__Text__
-.-.-
Masinter envisions a 4,500- to 5,000-seat arena that would host concerts, conferences and 32 CHL games between October and April, drawing largely on the more than 100,000 people living in Eagle, Summit, Pitkin, Garfield and Routt counties, as well as the thousands of international tourists who record more than 1.6 million skier days at Vail each season.

Rick Kozuback, president of Phoenix-based Global Entertainment Corporation, parent company of the CHL, said a ski-country team would also draw on Front Range guests familiar with the league’s product in Broomfield and Loveland.

“If people are coming to Vail to ski and we know they’re here and they’re staying over, our job is to provide a reason for them to get away from their condo or hotel and get them into this building at least one of the nights that they’re here to stay,” Kozuback said. “That might be a challenge, but it’s a lot better challenge than you have in some of the other markets.”

The CHL consists of 17 teams throughout the south-central U.S., including Loveland’s Colorado Eagles and Broomfield’s Rocky Mountain Rage. Some of the teams are affiliated with American Hockey League or NHL teams.

The CHL champion Arizona Sundogs, of Prescott, Ariz., are partly owned by Colorado Avalanche president Pierre Lacroix’s son, Eric, and singer Celine Dion. Other league owners include Ralph Backstrom of the 2007 league champion Eagles. Backstrom won six Stanley Cups as a player in the NHL and later coached at the University of Denver.

 

 

Comment on article  5 Comments on "Lionshead garage developer eyes hockey arena, team in the Vail Valley"

 

Mike — August 14, 2008

Quoting this section of the article: "If you see what Victory has done for Dallas,” Masinter said, “the return on investment the public has received because of the arena is ten-fold, and if you look at a more local example, Coors Field and what it did for LoDo, that’s the kind of effect it can have if you build a proper facility in a community."
-.-.-
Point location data
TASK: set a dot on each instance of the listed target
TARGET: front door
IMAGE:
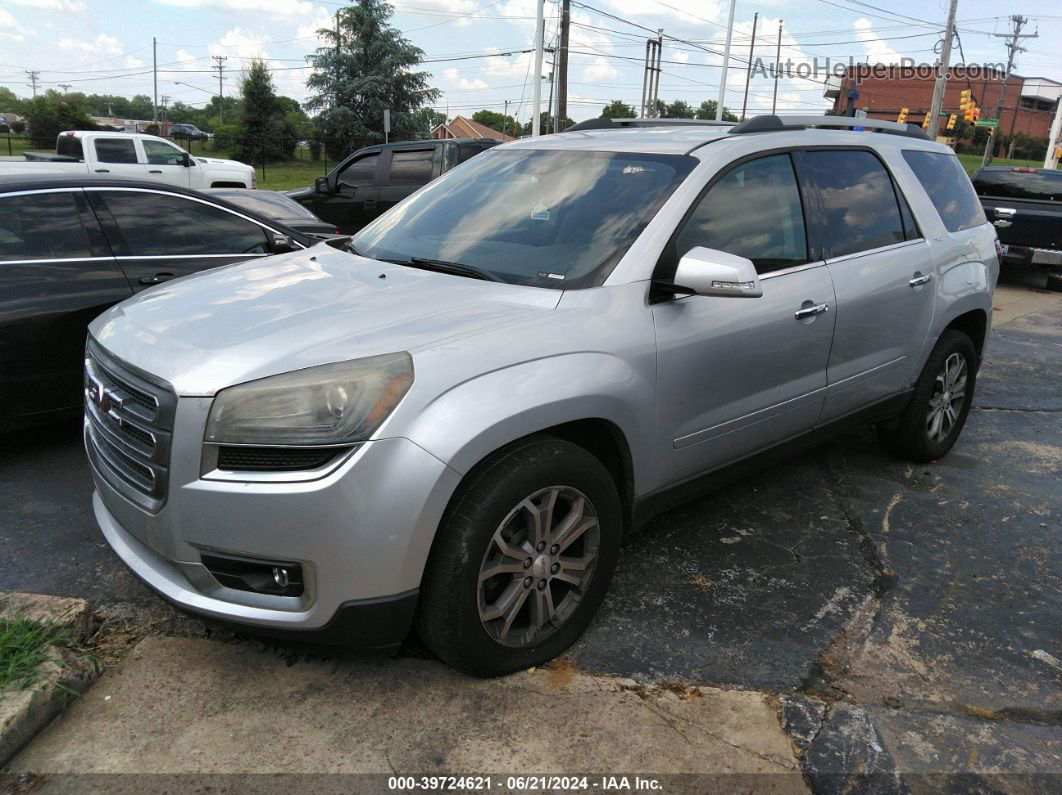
(883, 272)
(739, 375)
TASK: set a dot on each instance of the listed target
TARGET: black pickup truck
(1025, 205)
(376, 178)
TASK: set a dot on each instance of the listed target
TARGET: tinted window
(1020, 184)
(41, 226)
(163, 154)
(115, 150)
(753, 211)
(859, 202)
(411, 168)
(154, 224)
(550, 219)
(361, 173)
(948, 187)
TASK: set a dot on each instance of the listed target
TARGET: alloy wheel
(949, 394)
(537, 566)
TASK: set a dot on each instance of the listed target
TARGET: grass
(23, 646)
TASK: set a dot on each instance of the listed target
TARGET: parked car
(70, 247)
(454, 422)
(187, 133)
(374, 179)
(130, 156)
(278, 207)
(1025, 205)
-.-.-
__Work instructions__
• A. Set down the part of the Vail arena article starting at "The CHL champion" and ending at "University of Denver.", word for word.
• B. List the counties that the Vail arena article names as home to the more than 100,000 residents the arena would draw on.

__Task results__
• A.
The CHL champion Arizona Sundogs, of Prescott, Ariz., are partly owned by Colorado Avalanche president Pierre Lacroix’s son, Eric, and singer Celine Dion. Other league owners include Ralph Backstrom of the 2007 league champion Eagles. Backstrom won six Stanley Cups as a player in the NHL and later coached at the University of Denver.

• B. Eagle, Summit, Pitkin, Garfield, Routt